Natural language region descriptions

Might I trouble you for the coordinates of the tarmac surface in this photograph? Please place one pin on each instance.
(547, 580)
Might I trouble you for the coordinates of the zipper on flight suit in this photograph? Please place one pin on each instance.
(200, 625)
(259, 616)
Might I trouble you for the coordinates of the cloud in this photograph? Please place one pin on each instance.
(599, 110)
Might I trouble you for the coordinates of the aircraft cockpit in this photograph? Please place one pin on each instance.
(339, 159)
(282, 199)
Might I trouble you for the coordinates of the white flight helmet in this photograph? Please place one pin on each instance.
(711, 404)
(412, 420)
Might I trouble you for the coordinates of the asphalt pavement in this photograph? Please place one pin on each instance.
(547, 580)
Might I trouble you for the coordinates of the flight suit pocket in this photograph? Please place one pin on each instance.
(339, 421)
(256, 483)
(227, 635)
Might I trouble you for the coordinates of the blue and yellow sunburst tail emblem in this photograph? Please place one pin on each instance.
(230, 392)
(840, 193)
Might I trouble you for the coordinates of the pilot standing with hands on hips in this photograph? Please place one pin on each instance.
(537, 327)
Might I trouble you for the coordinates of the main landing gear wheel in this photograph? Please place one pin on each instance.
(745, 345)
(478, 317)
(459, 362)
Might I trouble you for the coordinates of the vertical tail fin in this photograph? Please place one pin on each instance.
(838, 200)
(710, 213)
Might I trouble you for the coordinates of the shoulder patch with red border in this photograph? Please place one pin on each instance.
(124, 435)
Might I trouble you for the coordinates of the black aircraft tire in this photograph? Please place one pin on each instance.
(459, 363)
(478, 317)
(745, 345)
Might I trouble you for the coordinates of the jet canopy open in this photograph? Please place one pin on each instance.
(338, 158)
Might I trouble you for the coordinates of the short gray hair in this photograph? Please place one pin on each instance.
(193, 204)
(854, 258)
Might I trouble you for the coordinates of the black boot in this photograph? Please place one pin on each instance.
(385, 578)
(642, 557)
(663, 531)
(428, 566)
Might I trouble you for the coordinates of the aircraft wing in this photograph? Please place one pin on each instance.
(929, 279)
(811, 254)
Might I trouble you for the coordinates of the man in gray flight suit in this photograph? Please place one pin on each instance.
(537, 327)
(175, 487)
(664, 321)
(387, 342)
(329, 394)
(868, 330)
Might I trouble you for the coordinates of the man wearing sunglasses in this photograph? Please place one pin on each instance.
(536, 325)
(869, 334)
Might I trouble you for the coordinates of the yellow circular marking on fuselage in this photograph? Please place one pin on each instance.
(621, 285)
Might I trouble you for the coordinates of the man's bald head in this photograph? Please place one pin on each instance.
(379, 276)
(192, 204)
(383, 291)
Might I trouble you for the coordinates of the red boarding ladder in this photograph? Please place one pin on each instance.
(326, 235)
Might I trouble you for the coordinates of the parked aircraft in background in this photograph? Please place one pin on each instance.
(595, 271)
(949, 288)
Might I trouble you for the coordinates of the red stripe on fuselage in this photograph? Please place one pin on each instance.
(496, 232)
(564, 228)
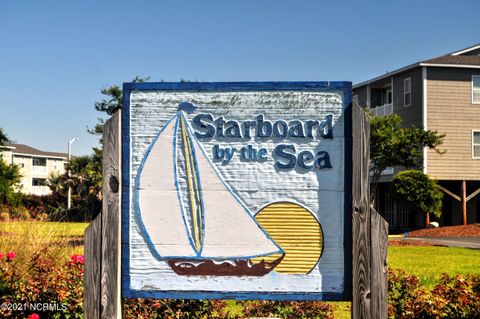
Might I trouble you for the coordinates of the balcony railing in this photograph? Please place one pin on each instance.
(40, 190)
(39, 170)
(383, 110)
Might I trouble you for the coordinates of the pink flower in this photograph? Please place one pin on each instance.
(77, 259)
(11, 255)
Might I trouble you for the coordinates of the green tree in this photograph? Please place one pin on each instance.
(3, 138)
(86, 182)
(10, 179)
(393, 145)
(110, 104)
(418, 190)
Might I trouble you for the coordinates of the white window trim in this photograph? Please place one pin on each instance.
(475, 76)
(355, 98)
(473, 150)
(405, 92)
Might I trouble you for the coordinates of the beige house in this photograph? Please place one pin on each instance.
(36, 166)
(441, 94)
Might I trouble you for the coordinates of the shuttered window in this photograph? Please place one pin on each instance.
(407, 92)
(476, 144)
(476, 89)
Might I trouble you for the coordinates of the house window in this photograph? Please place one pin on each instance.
(476, 89)
(407, 92)
(39, 161)
(355, 98)
(39, 182)
(476, 144)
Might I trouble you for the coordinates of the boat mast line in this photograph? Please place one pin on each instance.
(192, 186)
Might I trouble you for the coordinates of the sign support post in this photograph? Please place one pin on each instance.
(102, 237)
(369, 231)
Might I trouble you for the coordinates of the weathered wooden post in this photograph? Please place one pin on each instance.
(188, 217)
(370, 231)
(102, 237)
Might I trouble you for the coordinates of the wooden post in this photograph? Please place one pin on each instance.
(102, 237)
(464, 202)
(369, 231)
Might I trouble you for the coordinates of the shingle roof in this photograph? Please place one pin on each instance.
(25, 149)
(455, 59)
(466, 58)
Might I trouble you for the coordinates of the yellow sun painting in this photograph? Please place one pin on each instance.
(297, 231)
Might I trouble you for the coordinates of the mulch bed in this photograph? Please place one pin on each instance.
(449, 231)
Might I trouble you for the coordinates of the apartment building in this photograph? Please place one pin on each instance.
(441, 94)
(35, 165)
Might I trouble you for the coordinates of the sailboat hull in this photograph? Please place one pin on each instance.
(237, 267)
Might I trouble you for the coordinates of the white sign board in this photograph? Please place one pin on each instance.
(236, 190)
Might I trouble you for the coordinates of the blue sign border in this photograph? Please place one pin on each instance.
(344, 87)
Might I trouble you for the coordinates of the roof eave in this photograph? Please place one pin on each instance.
(444, 65)
(386, 75)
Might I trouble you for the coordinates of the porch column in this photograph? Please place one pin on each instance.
(464, 201)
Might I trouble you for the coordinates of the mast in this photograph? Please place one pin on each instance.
(192, 186)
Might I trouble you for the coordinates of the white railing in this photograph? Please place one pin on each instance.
(383, 110)
(40, 190)
(39, 170)
(387, 171)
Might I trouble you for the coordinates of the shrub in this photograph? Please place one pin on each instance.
(42, 217)
(288, 310)
(25, 215)
(46, 283)
(4, 217)
(218, 309)
(417, 189)
(452, 297)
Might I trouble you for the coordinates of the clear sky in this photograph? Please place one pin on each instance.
(56, 55)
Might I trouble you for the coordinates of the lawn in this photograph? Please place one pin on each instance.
(426, 262)
(429, 262)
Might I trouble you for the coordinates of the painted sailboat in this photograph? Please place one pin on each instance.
(190, 216)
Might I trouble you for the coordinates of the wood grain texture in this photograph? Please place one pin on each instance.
(361, 264)
(93, 252)
(369, 231)
(110, 267)
(379, 290)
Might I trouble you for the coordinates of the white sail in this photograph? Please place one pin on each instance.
(158, 199)
(228, 229)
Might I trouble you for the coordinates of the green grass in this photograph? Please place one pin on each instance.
(58, 241)
(60, 229)
(428, 262)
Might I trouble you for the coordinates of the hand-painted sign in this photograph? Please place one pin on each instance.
(236, 190)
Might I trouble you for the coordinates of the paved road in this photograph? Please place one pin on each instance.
(467, 242)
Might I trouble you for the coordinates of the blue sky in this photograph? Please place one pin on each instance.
(57, 55)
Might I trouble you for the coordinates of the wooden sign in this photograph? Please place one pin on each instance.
(237, 190)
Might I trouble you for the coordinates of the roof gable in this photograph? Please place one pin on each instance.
(28, 150)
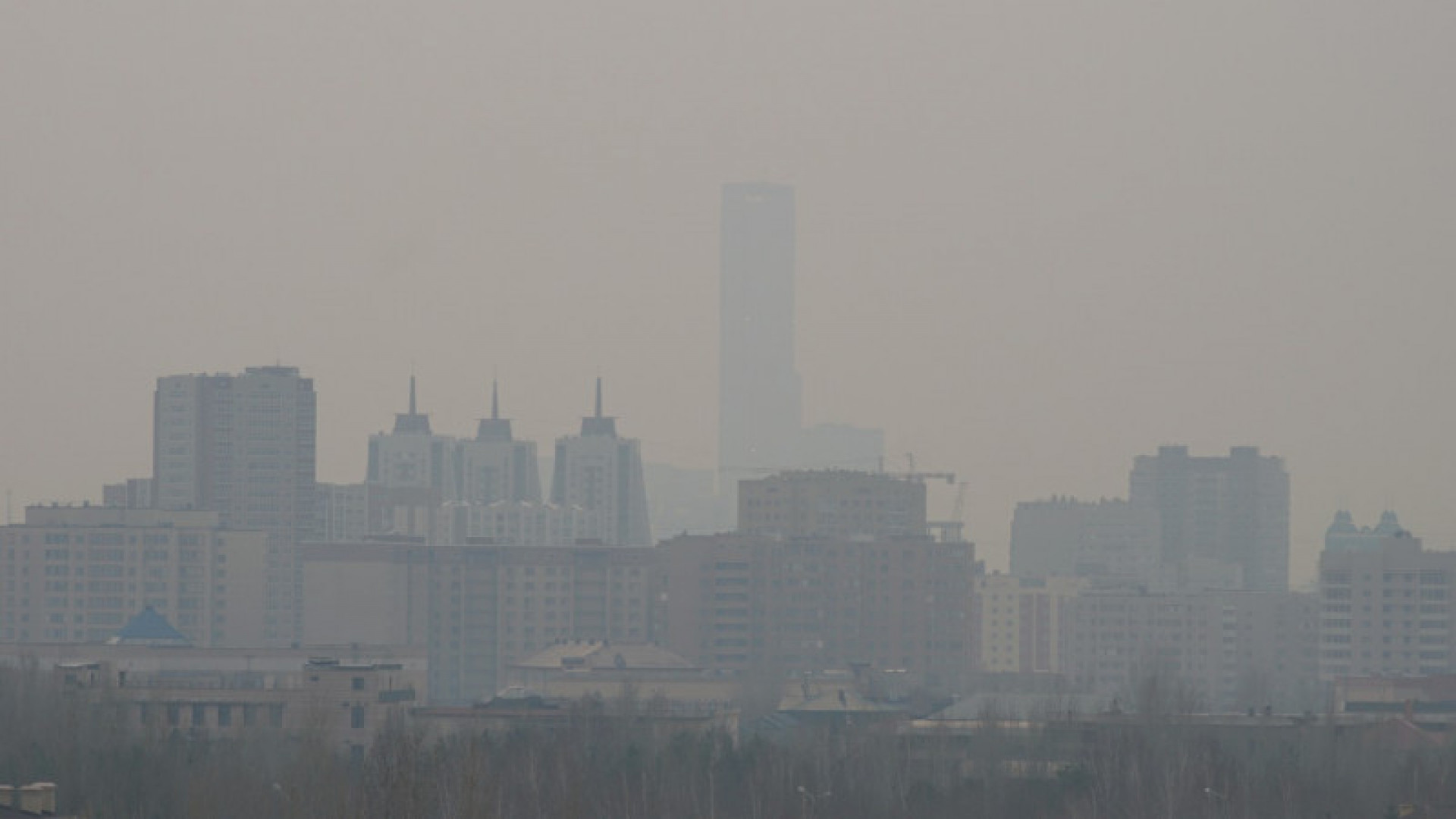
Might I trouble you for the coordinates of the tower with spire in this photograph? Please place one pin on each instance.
(603, 472)
(410, 472)
(495, 466)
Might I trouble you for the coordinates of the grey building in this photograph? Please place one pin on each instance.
(1071, 538)
(494, 466)
(759, 391)
(1231, 510)
(1385, 604)
(245, 447)
(601, 471)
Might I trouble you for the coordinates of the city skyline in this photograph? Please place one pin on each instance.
(1030, 243)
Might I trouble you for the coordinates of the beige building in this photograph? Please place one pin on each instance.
(832, 504)
(1201, 651)
(1018, 621)
(764, 605)
(347, 701)
(1385, 607)
(79, 573)
(479, 607)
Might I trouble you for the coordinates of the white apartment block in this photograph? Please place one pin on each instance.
(77, 575)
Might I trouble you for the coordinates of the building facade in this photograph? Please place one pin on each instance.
(1234, 510)
(1386, 605)
(759, 388)
(1222, 651)
(832, 504)
(479, 607)
(601, 472)
(1071, 538)
(79, 573)
(764, 605)
(245, 447)
(1018, 623)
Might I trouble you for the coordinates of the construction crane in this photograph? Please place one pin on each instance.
(912, 474)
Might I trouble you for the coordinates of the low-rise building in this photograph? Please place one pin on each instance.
(767, 607)
(79, 573)
(1385, 604)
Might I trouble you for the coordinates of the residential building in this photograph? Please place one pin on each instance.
(833, 503)
(245, 447)
(133, 493)
(1345, 537)
(494, 466)
(1071, 538)
(343, 512)
(1386, 605)
(1223, 651)
(603, 472)
(1232, 509)
(79, 573)
(1018, 621)
(764, 605)
(411, 472)
(759, 390)
(479, 607)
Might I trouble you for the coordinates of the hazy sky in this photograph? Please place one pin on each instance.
(1036, 240)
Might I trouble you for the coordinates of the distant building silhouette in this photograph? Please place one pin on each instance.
(1386, 602)
(104, 564)
(1232, 510)
(1071, 538)
(601, 471)
(759, 388)
(245, 447)
(494, 466)
(410, 474)
(832, 503)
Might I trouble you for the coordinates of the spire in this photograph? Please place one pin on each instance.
(413, 422)
(599, 425)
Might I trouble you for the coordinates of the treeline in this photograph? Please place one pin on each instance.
(606, 763)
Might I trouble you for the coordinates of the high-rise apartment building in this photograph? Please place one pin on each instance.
(495, 466)
(762, 605)
(832, 504)
(1234, 510)
(1019, 621)
(1071, 538)
(481, 607)
(603, 472)
(245, 447)
(1220, 651)
(1386, 604)
(79, 573)
(759, 391)
(410, 474)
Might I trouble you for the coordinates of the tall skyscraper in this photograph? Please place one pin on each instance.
(1232, 510)
(759, 391)
(599, 471)
(243, 447)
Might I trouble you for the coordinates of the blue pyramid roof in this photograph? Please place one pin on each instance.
(149, 629)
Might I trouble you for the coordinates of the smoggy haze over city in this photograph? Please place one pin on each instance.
(1033, 240)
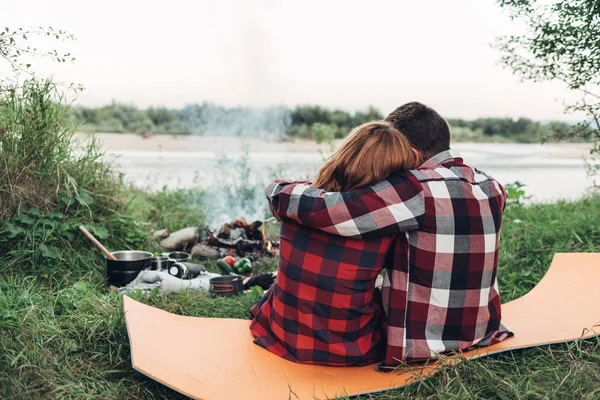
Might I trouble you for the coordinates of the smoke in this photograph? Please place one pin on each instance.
(237, 193)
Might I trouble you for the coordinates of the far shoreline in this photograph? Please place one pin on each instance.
(181, 143)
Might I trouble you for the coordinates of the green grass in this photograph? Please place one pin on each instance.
(62, 331)
(63, 335)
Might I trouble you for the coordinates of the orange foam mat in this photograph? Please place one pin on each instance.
(213, 358)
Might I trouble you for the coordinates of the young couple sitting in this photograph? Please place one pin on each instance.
(393, 198)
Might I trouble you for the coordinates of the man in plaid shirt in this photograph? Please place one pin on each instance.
(440, 292)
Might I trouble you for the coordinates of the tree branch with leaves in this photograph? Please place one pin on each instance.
(561, 43)
(15, 51)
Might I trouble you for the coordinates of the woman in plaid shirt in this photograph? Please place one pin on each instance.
(324, 307)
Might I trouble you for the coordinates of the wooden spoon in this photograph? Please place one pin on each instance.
(107, 253)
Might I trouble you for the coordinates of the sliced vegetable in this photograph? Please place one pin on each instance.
(225, 268)
(229, 260)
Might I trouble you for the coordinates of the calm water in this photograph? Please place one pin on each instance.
(549, 172)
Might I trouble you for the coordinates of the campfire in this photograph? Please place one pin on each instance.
(238, 237)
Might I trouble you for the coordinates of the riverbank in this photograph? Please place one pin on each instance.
(62, 331)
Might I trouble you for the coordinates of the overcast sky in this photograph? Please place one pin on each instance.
(346, 54)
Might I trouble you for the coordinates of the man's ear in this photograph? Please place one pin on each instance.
(419, 156)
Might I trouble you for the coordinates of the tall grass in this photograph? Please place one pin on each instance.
(40, 168)
(62, 331)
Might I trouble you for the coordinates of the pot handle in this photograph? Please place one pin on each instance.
(223, 288)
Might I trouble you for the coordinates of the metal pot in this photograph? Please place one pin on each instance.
(127, 266)
(226, 286)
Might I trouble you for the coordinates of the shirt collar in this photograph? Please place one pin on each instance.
(440, 158)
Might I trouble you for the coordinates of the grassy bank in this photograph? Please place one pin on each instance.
(63, 334)
(62, 331)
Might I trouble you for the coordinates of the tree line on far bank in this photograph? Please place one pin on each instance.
(306, 122)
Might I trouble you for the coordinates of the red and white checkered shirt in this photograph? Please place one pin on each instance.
(440, 294)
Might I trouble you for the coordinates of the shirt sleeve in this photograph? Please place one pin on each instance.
(388, 208)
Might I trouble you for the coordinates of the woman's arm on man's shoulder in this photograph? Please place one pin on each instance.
(385, 209)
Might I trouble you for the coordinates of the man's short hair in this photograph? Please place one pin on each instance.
(425, 129)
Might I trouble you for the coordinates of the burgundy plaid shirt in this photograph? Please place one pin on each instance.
(323, 308)
(440, 293)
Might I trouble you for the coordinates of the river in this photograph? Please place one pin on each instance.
(549, 172)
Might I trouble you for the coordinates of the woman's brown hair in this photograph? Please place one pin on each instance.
(370, 154)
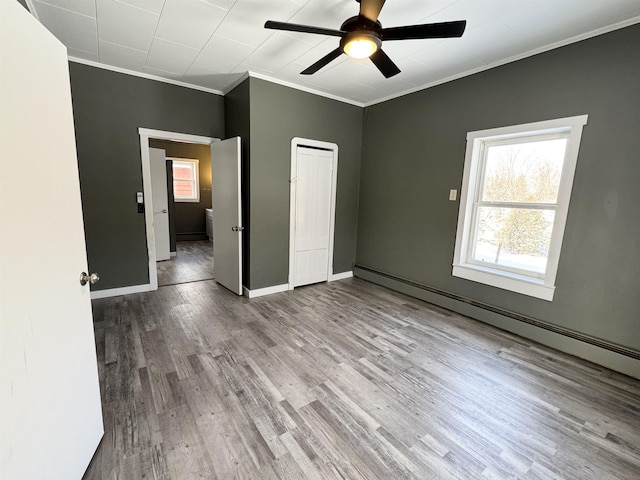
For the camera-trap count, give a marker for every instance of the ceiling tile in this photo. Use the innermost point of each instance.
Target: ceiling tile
(74, 30)
(209, 79)
(225, 4)
(245, 21)
(275, 53)
(222, 54)
(83, 7)
(153, 6)
(120, 56)
(162, 73)
(170, 57)
(395, 14)
(214, 41)
(72, 52)
(189, 22)
(126, 25)
(327, 14)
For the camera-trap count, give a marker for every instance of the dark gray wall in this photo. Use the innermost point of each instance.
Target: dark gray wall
(414, 153)
(237, 119)
(279, 114)
(108, 109)
(189, 217)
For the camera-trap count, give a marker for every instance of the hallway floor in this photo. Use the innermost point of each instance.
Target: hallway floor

▶ [The task]: Your task is to list each line of the records with the word "hallway".

▶ [Written response]:
For the camera-trap count, give a marker for every instance of the hallway floor in this photo. Use the innermost point of each instance.
Target: hallway floor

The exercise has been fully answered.